• WHAT IS ASKED
Print every item below verbatim, with no changes.

.....

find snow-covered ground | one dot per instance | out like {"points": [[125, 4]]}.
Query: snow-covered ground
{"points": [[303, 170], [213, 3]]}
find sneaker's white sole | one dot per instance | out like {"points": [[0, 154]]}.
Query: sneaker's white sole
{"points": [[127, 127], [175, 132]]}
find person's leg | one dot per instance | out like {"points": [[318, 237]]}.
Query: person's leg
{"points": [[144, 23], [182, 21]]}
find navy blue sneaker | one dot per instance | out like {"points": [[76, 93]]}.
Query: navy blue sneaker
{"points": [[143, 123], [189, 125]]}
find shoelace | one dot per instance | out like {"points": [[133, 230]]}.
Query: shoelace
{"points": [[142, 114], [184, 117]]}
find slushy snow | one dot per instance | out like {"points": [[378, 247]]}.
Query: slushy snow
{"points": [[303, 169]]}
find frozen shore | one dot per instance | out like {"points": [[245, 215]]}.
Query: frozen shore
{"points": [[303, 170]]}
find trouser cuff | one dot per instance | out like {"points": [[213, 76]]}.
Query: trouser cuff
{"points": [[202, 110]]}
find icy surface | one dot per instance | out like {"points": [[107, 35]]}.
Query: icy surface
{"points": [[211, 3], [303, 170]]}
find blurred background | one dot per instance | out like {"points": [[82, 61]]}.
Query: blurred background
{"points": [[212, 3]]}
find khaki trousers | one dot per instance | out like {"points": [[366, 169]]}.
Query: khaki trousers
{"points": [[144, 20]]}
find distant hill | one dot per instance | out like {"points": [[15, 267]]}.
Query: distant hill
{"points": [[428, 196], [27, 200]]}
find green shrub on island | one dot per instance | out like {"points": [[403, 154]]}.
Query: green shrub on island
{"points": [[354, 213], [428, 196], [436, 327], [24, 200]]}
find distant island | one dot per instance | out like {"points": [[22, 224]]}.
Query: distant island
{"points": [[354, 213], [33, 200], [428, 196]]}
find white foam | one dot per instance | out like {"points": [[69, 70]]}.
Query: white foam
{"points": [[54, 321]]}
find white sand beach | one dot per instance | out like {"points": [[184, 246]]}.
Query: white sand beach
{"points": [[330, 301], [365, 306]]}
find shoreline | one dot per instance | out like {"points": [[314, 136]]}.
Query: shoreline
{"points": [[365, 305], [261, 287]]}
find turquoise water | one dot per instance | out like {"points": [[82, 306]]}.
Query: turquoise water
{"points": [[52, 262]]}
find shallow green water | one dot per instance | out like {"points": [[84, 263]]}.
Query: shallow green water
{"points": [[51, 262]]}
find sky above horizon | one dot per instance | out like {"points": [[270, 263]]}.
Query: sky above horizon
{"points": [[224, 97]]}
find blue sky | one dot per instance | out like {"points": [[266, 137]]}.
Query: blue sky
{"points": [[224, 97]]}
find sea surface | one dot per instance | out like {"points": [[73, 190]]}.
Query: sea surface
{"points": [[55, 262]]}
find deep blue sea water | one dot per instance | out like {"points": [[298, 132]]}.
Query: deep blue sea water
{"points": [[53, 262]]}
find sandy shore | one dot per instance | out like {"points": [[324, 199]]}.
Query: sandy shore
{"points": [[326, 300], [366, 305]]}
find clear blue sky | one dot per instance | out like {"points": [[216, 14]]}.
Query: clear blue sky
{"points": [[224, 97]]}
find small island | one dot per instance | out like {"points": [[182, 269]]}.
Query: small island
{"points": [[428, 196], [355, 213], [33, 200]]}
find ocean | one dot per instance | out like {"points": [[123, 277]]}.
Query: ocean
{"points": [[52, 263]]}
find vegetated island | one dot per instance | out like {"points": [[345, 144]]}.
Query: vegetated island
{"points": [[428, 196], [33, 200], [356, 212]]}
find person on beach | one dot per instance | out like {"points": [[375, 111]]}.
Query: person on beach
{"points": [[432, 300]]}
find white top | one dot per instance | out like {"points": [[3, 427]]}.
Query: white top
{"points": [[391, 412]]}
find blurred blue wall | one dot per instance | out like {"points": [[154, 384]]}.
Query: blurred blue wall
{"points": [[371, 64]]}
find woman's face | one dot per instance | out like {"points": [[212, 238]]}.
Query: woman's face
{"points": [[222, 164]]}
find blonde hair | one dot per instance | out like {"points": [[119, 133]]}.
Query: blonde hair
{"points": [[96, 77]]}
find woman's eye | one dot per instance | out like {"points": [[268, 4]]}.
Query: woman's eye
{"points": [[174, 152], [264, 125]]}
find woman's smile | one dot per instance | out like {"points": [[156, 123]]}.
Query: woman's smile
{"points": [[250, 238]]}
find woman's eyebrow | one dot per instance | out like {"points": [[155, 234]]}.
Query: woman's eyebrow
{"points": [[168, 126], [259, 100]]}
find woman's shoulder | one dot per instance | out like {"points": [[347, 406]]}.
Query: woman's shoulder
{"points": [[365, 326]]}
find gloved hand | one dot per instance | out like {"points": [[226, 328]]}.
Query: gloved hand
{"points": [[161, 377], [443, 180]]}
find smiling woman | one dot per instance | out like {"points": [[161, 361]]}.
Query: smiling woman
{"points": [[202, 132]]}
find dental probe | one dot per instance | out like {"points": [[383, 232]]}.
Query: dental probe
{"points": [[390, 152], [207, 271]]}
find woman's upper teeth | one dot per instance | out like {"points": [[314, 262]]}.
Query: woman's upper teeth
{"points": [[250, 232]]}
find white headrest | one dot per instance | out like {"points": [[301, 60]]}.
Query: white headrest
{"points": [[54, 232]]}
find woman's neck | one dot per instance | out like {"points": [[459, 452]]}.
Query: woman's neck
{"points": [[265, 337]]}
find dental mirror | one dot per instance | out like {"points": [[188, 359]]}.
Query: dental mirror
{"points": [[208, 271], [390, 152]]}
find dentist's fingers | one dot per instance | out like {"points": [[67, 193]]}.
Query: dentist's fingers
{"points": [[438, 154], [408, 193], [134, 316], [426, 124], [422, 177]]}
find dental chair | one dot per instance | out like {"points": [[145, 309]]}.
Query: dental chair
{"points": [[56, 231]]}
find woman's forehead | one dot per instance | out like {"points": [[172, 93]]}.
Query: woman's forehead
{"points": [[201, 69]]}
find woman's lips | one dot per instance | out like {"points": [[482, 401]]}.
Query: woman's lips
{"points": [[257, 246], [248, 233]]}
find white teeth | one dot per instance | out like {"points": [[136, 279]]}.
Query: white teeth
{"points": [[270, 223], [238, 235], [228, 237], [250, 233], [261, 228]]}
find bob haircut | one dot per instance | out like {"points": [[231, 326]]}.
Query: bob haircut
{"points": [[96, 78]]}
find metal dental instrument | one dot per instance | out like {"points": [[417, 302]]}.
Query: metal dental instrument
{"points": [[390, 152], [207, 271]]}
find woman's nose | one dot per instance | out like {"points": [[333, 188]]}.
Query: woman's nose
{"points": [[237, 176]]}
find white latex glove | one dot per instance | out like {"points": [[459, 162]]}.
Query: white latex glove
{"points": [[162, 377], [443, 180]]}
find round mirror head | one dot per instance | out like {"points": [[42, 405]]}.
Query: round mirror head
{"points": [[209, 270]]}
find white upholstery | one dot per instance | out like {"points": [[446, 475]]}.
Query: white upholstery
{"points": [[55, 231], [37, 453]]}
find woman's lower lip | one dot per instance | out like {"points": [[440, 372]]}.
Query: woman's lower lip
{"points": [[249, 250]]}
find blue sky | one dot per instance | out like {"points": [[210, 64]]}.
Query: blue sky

.....

• RESPONSE
find snow-covered ground | one dot per instance | out like {"points": [[125, 4]]}.
Query: snow-covered ground
{"points": [[303, 170], [213, 3]]}
find sneaker's white sole | one dot per instance | out like {"points": [[0, 154]]}.
Query: sneaker's white sole
{"points": [[127, 127], [175, 132]]}
find person's leg | one dot per instance | out like {"points": [[318, 237]]}.
Query: person's leg
{"points": [[144, 23], [182, 21]]}
find navy blue sneaker | one dot per instance | out like {"points": [[76, 93]]}.
Query: navy blue sneaker
{"points": [[143, 123], [189, 125]]}
find shoelace | one dot per instance | out like {"points": [[133, 230]]}.
Query: shoelace
{"points": [[142, 114], [184, 117]]}
find slushy snow | one dot per instance | out like {"points": [[378, 247]]}.
Query: slushy snow
{"points": [[303, 169]]}
find frozen shore | one dot per instance | out like {"points": [[245, 215]]}.
Query: frozen shore
{"points": [[303, 170]]}
find trouser cuff | one dot per instance | out like {"points": [[213, 76]]}.
Query: trouser cuff
{"points": [[202, 110]]}
find icy surface | one dot per instance | out like {"points": [[107, 35]]}.
Query: icy surface
{"points": [[211, 3], [303, 170]]}
find blurred background | one dot per instance | out like {"points": [[82, 61]]}.
Query: blurred background
{"points": [[212, 3]]}
find khaki trousers | one dot per instance | out like {"points": [[366, 169]]}.
Query: khaki trousers
{"points": [[144, 20]]}
find distant hill | one dot per instance | out like {"points": [[15, 267]]}.
Query: distant hill
{"points": [[428, 196], [27, 200]]}
find green shrub on island | one dot per instance | out like {"points": [[403, 154]]}.
Query: green shrub on island
{"points": [[354, 213], [428, 196], [436, 327], [24, 200]]}
find distant island | one dot per instance | out like {"points": [[22, 224]]}.
Query: distant island
{"points": [[354, 213], [33, 200], [428, 196]]}
find white foam | one dot per instance | out like {"points": [[69, 70]]}.
Query: white foam
{"points": [[54, 321]]}
find white sand beach | one dot per instance | out like {"points": [[184, 246]]}.
Query: white sand beach
{"points": [[330, 301], [365, 306]]}
find shoreline | one dot per instance | out like {"points": [[314, 136]]}.
Query: shoreline
{"points": [[365, 305], [261, 287]]}
find turquoise water | one dot per instance | out like {"points": [[82, 306]]}.
Query: turquoise water
{"points": [[52, 262]]}
find shallow green water | one dot per instance | out like {"points": [[84, 263]]}.
Query: shallow green water
{"points": [[51, 262]]}
find sky above horizon | one dot per instance | out like {"points": [[270, 263]]}.
Query: sky above horizon
{"points": [[224, 97]]}
find blue sky | one dot per instance | out like {"points": [[266, 137]]}.
Query: blue sky
{"points": [[224, 97]]}
find sea surface | one dot per instance | out like {"points": [[73, 190]]}.
Query: sea surface
{"points": [[55, 262]]}
find deep blue sea water | one dot per instance | out like {"points": [[298, 132]]}.
Query: deep blue sea water
{"points": [[53, 262]]}
find sandy shore | one dot per instance | out like {"points": [[324, 199]]}.
Query: sandy shore
{"points": [[326, 300], [366, 305]]}
find clear blue sky | one dot per instance | out like {"points": [[216, 14]]}.
Query: clear blue sky
{"points": [[224, 97]]}
find small island | one dot per instance | out like {"points": [[182, 269]]}.
Query: small island
{"points": [[428, 196], [355, 213], [33, 200]]}
find ocean | one dot per instance | out like {"points": [[123, 277]]}.
Query: ocean
{"points": [[52, 263]]}
find vegetated island | one dot per instance | out like {"points": [[345, 144]]}.
Query: vegetated island
{"points": [[428, 196], [33, 200], [356, 212]]}
find person on beach | one dot per instance | out like {"points": [[375, 111]]}.
Query: person on beach
{"points": [[432, 300]]}
find white top | one dot per instance | out like {"points": [[3, 427]]}.
Query: white top
{"points": [[391, 412]]}
find blurred blue wall | one dot per instance | out like {"points": [[154, 384]]}.
Query: blurred blue wall
{"points": [[371, 64]]}
find woman's face | one dot per instance | out like {"points": [[212, 238]]}.
Query: woman's face
{"points": [[222, 164]]}
find blonde hair | one dot per instance | out like {"points": [[119, 133]]}.
Query: blonde hair
{"points": [[96, 77]]}
find woman's eye | one dot per instance | out like {"points": [[268, 4]]}.
Query: woman's eye
{"points": [[174, 152], [264, 125]]}
find woman's smile | one dot per instance | out like {"points": [[156, 123]]}.
Query: woman's smile
{"points": [[250, 238]]}
find woman's eyebrow | one dot per instance | out like {"points": [[155, 234]]}.
Query: woman's eyebrow
{"points": [[168, 126], [259, 100]]}
find woman's shoulder | one dot per instance | out like {"points": [[347, 406]]}.
Query: woman's shoulder
{"points": [[365, 326]]}
find gloved hand | one dot per instance | out like {"points": [[226, 328]]}.
Query: gloved hand
{"points": [[161, 377], [443, 180]]}
find smiling woman | one dot per instance | out like {"points": [[161, 361]]}.
Query: smiling woman
{"points": [[202, 132]]}
find dental probe | one dot per instance | out like {"points": [[383, 232]]}.
Query: dental probe
{"points": [[390, 152], [207, 271]]}
find woman's upper teeth | one dot per instance | out like {"points": [[314, 262]]}.
Query: woman's upper teeth
{"points": [[250, 232]]}
find white headrest | one dot per instance | out like {"points": [[301, 60]]}.
Query: white headrest
{"points": [[54, 232]]}
find woman's neck | one dot per instance | out like {"points": [[459, 452]]}.
Query: woman's neck
{"points": [[265, 337]]}
find dental mirror | one dot per instance | out like {"points": [[188, 359]]}.
Query: dental mirror
{"points": [[208, 271], [390, 152]]}
find dentist's fingers | one dot per instance | out like {"points": [[67, 193]]}.
Query: dentist's fingers
{"points": [[438, 154], [408, 193], [134, 316], [426, 124], [422, 177]]}
find dental chair | one dot per instance | out like {"points": [[145, 309]]}.
Query: dental chair
{"points": [[56, 231]]}
find woman's forehead | one dot per instance | out like {"points": [[172, 93]]}.
Query: woman's forehead
{"points": [[201, 69]]}
find woman's lips | one dot per instance | out like {"points": [[482, 401]]}.
Query: woman's lips
{"points": [[257, 246], [248, 233]]}
find white teeth | one dot per instance | out like {"points": [[136, 279]]}.
Query: white teeth
{"points": [[270, 223], [238, 235], [228, 237], [250, 233], [261, 228]]}
find bob haircut | one dot per instance | out like {"points": [[231, 326]]}.
Query: bob haircut
{"points": [[96, 78]]}
find metal dental instrument | one dot per instance | out like {"points": [[417, 302]]}.
Query: metal dental instrument
{"points": [[390, 152], [207, 271]]}
find woman's nose | one dot per instance | out like {"points": [[333, 188]]}.
Query: woman's nose
{"points": [[237, 176]]}
find white latex glove | one dot per instance | out like {"points": [[459, 162]]}.
Query: white latex glove
{"points": [[162, 377], [443, 180]]}
find round mirror head | one dot per instance | out like {"points": [[42, 405]]}.
Query: round mirror head
{"points": [[209, 270]]}
find white upholstery | one dot per instance | out like {"points": [[446, 475]]}.
Query: white upholstery
{"points": [[55, 231], [37, 453]]}
find woman's lower lip | one dot per instance | out like {"points": [[440, 372]]}.
Query: woman's lower lip
{"points": [[249, 250]]}
find blue sky | one dot per instance | out like {"points": [[210, 64]]}.
Query: blue sky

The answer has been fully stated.